Companies are increasingly trying to juggle software clashes and complexity as a result of adopting myriad SaaS applications to support hybrid working, according to technology intelligence vendor Snow Software.

Jennifer Kuvlesky, senior product marketing manager at Snow, writing for UKTechNews.co.uk, said that from 2020, at the beginning of pandemic restrictions, many organisations added multiple applications without an appropriate level of vetting.

“In the Snow 2022 IT Priorities Report on the changing role and expectations of IT leaders, 69% stated that in the last 12 months alone, their organisation’s investment in SaaS applications had seen a marked increase,” she confirmed.

SaaS use in particular had got “slightly out of control” through the heights of the Covid-19 pandemic. Now, however, organisations could take stock and act to reduce risk, minimise contract complexity and reduce costs from unused or over-licensed applications, she said.

“The first step to get things on the right track is to know how many SaaS applications that you really have, and how many are actually being used,” Kuvlesky said.

“You would think that this is an easy enough question for any organisation’s CIO or IT department but surprisingly, this has always been an issue.”

Forrester Research outlined issues with expanding SaaS use complexity back in 2008.

Additionally, the hybrid working model will operate in most organisations for the foreseeable future, which means that security and risk perspectives should be looked at, especially when it comes to apps or services not acquired via formal procurement procedures or identity and access management.

“When apps don’t go through your single-sign-on (SSO) platform, it can provide a major security weakness with poor quality passwords pretty much giving hackers an open door. And then there’s compliance issues with employees processing and storing company and customer data: fines can be huge,” noted Kuvlesky.

Employees can also be using individual subscriptions when they should be owned by the company as part of a business plan, meaning that the company can be both overpaying and non-compliant at the same time, she added.

“These apps may have become ‘standard’ as far as users are concerned, but the IT department may not even know about them until they there is a problem and the user needs IT to sort it out,” Kuvlesky said.

“Corporate IP can also be at risk with this SaaS app free-for-all.”

--------------------------------

## Required action A
According to the SaaS article, what can organisations now take stock and act to do? List each aim.
## Required action B
Set down the SaaS article's words from "Employees can also" up to and including "time, she added.", unchanged.

Stored records:
--------------------------------

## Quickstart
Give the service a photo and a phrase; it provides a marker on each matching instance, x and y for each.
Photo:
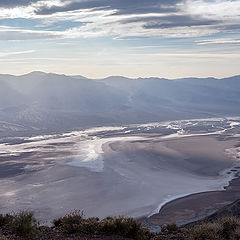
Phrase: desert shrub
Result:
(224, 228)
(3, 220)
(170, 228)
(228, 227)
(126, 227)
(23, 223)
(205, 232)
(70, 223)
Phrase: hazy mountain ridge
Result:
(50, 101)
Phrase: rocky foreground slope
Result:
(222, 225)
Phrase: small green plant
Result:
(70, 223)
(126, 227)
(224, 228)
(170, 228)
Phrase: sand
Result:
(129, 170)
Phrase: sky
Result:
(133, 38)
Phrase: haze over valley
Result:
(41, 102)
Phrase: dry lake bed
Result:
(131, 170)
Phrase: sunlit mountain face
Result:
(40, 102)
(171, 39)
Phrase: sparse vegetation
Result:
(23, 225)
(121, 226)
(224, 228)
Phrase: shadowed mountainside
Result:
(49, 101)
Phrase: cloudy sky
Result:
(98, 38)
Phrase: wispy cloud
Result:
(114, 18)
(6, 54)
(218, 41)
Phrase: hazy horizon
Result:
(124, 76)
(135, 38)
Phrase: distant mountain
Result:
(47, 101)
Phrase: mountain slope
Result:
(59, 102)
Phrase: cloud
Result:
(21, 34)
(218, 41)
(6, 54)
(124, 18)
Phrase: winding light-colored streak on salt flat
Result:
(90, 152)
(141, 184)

--------------------------------

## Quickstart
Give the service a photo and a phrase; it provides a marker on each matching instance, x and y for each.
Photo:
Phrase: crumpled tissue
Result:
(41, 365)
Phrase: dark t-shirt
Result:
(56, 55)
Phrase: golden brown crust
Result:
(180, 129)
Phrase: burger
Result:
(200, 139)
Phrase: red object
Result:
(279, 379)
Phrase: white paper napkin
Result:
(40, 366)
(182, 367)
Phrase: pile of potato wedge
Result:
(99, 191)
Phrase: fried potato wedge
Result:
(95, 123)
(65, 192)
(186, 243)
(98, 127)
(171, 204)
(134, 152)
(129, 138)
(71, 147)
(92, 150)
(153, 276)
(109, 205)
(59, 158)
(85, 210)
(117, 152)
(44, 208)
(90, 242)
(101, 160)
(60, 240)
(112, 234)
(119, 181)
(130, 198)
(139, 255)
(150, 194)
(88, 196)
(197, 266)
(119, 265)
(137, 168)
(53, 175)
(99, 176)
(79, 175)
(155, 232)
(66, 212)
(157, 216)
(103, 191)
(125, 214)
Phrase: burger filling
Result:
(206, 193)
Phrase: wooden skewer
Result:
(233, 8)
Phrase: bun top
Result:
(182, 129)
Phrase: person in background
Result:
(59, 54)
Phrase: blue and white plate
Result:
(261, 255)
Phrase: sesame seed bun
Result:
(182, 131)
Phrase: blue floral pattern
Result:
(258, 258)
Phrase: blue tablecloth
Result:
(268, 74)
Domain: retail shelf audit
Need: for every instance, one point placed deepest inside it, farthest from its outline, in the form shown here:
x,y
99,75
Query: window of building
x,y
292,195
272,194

--------------------------------

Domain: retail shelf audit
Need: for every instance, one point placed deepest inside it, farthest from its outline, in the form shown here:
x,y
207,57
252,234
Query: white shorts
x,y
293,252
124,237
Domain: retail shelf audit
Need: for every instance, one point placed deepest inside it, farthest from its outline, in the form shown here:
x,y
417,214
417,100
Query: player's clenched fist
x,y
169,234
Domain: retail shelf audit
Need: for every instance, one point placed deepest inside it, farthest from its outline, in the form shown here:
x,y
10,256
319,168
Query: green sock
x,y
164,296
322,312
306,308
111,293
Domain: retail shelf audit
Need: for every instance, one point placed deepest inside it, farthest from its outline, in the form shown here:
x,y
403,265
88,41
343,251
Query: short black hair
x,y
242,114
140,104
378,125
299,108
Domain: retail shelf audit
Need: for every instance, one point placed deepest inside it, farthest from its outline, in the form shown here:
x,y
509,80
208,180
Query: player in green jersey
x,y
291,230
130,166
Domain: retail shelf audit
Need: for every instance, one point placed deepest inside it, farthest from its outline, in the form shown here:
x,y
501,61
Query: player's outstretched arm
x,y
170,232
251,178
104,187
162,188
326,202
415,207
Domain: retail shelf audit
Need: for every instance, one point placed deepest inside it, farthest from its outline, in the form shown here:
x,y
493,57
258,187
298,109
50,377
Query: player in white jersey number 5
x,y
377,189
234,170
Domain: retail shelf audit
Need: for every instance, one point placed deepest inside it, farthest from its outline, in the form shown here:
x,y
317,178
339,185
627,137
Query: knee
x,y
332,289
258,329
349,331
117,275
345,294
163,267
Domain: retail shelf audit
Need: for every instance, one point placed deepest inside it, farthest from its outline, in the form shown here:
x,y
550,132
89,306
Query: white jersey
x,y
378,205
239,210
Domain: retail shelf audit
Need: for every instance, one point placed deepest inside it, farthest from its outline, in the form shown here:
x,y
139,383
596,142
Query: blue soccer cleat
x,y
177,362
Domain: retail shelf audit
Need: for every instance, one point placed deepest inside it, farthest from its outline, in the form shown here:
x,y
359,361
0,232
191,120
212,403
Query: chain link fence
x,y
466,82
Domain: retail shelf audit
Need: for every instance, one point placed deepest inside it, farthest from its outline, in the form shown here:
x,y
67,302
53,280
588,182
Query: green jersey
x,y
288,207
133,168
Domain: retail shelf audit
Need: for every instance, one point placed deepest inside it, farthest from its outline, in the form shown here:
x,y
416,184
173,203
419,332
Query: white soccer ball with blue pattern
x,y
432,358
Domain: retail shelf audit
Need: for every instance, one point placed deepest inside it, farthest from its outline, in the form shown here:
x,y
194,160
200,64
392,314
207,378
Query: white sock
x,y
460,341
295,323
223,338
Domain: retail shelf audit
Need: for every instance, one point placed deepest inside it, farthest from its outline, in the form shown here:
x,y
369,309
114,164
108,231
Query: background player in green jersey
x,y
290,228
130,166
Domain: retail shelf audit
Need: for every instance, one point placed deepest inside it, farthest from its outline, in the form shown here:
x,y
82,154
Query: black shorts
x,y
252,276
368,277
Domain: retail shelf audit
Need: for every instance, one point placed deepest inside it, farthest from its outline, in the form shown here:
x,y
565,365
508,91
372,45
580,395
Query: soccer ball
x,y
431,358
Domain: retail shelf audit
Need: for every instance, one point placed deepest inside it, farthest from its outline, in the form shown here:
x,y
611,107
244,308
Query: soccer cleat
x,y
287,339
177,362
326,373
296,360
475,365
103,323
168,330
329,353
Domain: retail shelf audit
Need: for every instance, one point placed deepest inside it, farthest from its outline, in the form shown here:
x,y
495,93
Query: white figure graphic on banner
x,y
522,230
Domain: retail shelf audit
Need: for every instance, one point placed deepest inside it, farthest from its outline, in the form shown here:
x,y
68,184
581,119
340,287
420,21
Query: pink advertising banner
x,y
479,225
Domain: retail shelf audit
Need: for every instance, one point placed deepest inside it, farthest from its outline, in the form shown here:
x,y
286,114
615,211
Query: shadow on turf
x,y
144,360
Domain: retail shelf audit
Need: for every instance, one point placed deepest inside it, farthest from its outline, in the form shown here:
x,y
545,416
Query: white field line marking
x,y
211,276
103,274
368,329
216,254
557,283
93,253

--------------------------------

## Task answer A
- Reduce risk
- Minimise contract complexity
- Reduce costs from unused or over-licensed applications

## Task answer B
Employees can also be using individual subscriptions when they should be owned by the company as part of a business plan, meaning that the company can be both overpaying and non-compliant at the same time, she added.